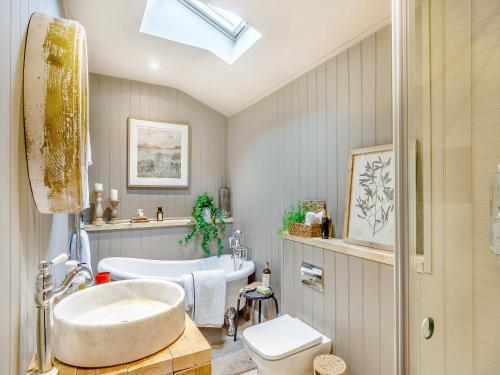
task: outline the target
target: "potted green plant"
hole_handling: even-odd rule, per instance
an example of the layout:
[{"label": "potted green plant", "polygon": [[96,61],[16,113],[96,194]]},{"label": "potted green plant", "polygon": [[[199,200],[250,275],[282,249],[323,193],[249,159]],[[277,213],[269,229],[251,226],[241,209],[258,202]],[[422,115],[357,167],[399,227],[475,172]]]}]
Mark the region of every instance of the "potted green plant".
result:
[{"label": "potted green plant", "polygon": [[222,239],[219,236],[219,230],[224,233],[226,223],[222,218],[221,210],[215,204],[212,196],[207,193],[203,193],[196,198],[190,224],[193,225],[193,230],[179,242],[187,244],[188,242],[194,240],[198,234],[201,234],[201,247],[205,254],[207,256],[210,255],[209,245],[212,240],[215,240],[217,242],[218,249],[217,255],[220,256],[224,246],[222,245]]},{"label": "potted green plant", "polygon": [[298,202],[297,205],[288,207],[281,218],[281,227],[278,229],[278,235],[283,236],[285,232],[288,232],[290,223],[303,223],[307,212],[311,208],[311,205],[307,202]]}]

INSTRUCTIONS FOR THE TASK:
Reproduce every line of the data above word for word, omitting the pictures.

THE ANSWER:
task: outline the target
target: "potted green plant"
hole_handling: even-odd rule, per instance
an example of the layout:
[{"label": "potted green plant", "polygon": [[96,61],[16,113],[96,194]]},{"label": "potted green plant", "polygon": [[[199,200],[250,275],[282,249],[323,193],[249,159]],[[277,213],[269,229],[251,226],[241,209],[258,202]],[[422,115],[357,167],[399,227],[475,172]]]}]
Mark the region of every instance of the "potted green plant".
result:
[{"label": "potted green plant", "polygon": [[222,239],[219,236],[219,230],[224,233],[226,223],[222,218],[221,210],[215,204],[212,196],[207,193],[203,193],[196,198],[190,224],[193,225],[193,230],[179,242],[187,244],[188,242],[194,240],[198,234],[201,234],[201,247],[205,254],[207,256],[210,255],[209,245],[212,240],[215,240],[217,242],[218,249],[217,255],[220,256],[224,246],[222,245]]},{"label": "potted green plant", "polygon": [[298,202],[297,205],[288,207],[281,218],[281,227],[278,229],[278,235],[283,236],[285,232],[288,232],[290,223],[303,223],[307,212],[311,208],[311,205],[307,202]]}]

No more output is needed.